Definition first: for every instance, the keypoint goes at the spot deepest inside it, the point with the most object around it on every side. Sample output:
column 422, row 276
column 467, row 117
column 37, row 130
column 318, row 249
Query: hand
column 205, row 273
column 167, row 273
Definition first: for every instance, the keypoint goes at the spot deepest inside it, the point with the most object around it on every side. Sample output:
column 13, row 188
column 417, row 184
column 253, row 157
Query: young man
---
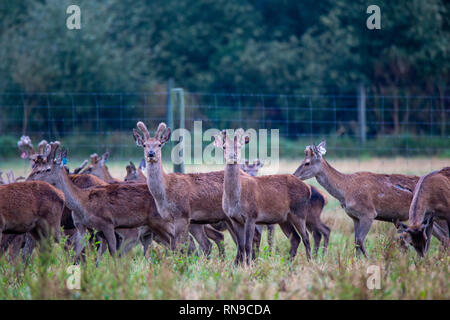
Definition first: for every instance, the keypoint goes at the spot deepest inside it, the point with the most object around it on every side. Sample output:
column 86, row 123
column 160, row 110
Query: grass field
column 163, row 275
...
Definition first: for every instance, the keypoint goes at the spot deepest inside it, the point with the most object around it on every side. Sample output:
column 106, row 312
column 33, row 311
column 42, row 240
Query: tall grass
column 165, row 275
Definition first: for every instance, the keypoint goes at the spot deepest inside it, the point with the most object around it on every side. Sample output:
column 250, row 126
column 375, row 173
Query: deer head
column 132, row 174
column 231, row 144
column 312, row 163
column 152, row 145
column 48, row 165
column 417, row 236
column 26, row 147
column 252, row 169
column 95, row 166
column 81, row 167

### Task item
Write down exactly the span of lines above from the one containing "column 13, row 188" to the one containing "Query: young man", both ends included.

### Written answer
column 13, row 188
column 417, row 184
column 253, row 157
Query: young man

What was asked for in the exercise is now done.